● **What the task asks**
Could you reproduce the records from the line with "the palm tree carries" through the end of the records, swapping "Reviewer note" for "Annotator note" and leaving everything else unchanged?

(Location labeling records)
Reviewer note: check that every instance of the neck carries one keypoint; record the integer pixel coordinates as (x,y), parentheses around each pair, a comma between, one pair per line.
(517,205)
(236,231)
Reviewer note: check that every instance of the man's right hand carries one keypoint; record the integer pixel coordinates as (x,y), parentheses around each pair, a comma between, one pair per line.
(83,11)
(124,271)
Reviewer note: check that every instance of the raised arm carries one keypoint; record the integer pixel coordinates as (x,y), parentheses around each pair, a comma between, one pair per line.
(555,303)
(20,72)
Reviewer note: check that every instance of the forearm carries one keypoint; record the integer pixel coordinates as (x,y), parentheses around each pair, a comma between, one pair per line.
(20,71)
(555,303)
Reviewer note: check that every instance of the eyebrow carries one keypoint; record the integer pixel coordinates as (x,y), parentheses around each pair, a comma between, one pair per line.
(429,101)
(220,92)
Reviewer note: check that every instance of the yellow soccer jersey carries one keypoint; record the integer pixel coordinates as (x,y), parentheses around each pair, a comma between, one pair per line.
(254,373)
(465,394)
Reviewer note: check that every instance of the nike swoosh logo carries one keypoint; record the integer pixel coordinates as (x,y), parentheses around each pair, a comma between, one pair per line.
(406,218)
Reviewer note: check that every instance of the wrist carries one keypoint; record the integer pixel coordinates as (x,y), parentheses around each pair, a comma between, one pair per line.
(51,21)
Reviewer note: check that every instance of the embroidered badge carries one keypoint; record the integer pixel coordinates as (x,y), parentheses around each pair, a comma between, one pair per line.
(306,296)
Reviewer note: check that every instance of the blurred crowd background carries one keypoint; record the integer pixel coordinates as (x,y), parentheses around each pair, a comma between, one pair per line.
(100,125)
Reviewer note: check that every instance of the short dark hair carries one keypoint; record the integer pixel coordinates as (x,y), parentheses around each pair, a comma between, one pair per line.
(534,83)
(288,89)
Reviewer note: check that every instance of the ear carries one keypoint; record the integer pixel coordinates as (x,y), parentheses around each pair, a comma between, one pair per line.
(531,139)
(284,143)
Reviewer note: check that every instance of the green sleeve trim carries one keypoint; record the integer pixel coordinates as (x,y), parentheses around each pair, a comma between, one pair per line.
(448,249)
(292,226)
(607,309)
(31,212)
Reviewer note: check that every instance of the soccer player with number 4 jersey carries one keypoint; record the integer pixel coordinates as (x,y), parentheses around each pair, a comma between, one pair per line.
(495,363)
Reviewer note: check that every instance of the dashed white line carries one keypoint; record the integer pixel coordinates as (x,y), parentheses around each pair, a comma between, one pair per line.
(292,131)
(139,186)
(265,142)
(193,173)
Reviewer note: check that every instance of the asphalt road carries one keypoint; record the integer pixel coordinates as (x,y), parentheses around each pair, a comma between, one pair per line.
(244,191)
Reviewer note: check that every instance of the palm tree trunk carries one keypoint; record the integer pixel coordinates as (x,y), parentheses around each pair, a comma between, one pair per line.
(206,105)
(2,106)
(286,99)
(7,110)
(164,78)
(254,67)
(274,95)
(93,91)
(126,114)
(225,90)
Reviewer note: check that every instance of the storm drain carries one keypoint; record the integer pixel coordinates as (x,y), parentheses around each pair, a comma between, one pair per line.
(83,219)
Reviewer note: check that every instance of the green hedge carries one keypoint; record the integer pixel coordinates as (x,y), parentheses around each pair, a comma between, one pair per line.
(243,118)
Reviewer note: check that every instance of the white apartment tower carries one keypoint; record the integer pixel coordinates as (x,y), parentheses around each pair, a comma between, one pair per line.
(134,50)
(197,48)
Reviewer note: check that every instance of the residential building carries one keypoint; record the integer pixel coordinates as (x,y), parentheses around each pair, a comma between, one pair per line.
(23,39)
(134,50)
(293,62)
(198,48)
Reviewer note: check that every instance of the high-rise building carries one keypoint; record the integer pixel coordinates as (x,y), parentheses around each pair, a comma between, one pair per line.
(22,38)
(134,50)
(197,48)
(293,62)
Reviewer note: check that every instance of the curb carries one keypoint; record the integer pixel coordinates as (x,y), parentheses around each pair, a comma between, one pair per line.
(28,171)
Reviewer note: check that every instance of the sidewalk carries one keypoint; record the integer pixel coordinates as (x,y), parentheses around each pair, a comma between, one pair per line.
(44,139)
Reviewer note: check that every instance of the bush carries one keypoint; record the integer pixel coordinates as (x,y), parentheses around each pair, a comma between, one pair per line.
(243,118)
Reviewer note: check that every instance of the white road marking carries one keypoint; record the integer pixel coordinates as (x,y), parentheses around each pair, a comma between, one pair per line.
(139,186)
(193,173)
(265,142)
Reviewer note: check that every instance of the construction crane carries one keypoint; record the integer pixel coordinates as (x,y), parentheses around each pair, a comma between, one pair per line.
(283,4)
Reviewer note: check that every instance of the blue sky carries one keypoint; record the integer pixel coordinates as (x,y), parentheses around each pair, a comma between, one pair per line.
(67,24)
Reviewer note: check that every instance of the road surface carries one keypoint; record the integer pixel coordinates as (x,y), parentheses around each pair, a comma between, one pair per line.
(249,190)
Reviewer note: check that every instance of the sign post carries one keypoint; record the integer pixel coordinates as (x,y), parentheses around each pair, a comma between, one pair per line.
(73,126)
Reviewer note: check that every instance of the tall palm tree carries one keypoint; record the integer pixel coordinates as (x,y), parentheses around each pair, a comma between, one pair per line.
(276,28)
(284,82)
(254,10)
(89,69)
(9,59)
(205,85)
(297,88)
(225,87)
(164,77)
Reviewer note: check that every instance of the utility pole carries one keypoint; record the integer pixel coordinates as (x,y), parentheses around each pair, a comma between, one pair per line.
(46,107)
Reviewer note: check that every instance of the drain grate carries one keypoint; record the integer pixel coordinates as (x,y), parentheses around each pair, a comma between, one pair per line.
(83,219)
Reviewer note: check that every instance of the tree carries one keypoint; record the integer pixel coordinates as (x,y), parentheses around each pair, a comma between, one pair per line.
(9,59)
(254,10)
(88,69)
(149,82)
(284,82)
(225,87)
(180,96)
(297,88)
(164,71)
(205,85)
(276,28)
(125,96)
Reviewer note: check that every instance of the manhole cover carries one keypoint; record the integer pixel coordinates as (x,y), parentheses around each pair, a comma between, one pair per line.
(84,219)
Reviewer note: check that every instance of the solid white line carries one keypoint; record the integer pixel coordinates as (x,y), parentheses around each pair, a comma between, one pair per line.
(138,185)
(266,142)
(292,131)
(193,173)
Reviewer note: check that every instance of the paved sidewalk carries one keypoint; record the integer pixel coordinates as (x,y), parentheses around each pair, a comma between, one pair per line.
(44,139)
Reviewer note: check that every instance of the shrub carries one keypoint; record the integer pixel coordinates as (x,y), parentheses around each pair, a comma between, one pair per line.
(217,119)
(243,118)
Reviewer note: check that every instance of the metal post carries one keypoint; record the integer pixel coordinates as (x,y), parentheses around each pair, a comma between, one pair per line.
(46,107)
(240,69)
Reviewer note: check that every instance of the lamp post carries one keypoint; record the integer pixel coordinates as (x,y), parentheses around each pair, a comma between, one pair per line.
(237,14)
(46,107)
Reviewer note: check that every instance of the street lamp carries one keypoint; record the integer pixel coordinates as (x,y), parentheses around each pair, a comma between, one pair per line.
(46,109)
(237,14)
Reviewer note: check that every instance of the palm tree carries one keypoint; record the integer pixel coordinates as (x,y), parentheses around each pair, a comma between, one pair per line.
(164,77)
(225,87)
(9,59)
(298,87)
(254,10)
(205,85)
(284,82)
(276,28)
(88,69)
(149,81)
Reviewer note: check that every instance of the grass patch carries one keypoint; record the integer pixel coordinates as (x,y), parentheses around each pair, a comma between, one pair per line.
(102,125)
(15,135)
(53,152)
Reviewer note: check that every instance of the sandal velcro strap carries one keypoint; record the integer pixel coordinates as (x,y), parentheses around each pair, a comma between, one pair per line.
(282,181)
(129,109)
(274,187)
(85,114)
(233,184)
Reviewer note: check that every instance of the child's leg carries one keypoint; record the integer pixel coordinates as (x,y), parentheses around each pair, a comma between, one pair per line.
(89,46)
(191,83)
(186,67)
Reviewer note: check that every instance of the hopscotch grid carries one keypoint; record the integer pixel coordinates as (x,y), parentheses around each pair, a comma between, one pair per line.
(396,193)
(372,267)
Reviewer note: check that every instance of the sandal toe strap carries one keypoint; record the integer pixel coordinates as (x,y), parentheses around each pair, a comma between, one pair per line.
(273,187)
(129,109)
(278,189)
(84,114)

● **Output for this task**
Annotator note: check that every instance of the palm tree carries one keypoint; record the integer pixel coordinates as (x,y), parentheses around each pair, a comma between, one pair per line.
(164,77)
(225,87)
(9,59)
(298,87)
(254,10)
(205,85)
(284,82)
(276,28)
(88,69)
(149,81)
Annotator note: check that every instance of the grass patch carries one keypoint; record the integer pixel coordinates as (x,y), parentheses around each pair, a comma between, one pair per line.
(102,125)
(15,135)
(53,152)
Annotator note: check that every instance of the sandal velcro strap carries one keypoint; record the integer pixel coordinates as (x,y), parentheses around each pair, a comma between, one pair per line.
(282,181)
(129,109)
(274,187)
(85,114)
(233,184)
Annotator note: check that every instance of the child's leg carries one keypoint; record the integer pixel coordinates as (x,y), parentheses around each pair, a comma between, one pair per line.
(89,46)
(191,83)
(186,67)
Annotator note: check that every instance of the hopscotch grid carries one keypoint; record the integer pixel coordinates as (x,y), parentheses around each pair, a comma between, one pair per line.
(396,193)
(372,267)
Annotator note: check that every instance of the sandal toe strap carries one keypoint; record the integer pixel coordinates as (x,y), parentheses around each pair, a comma between, one pair per line.
(273,187)
(129,109)
(278,189)
(84,114)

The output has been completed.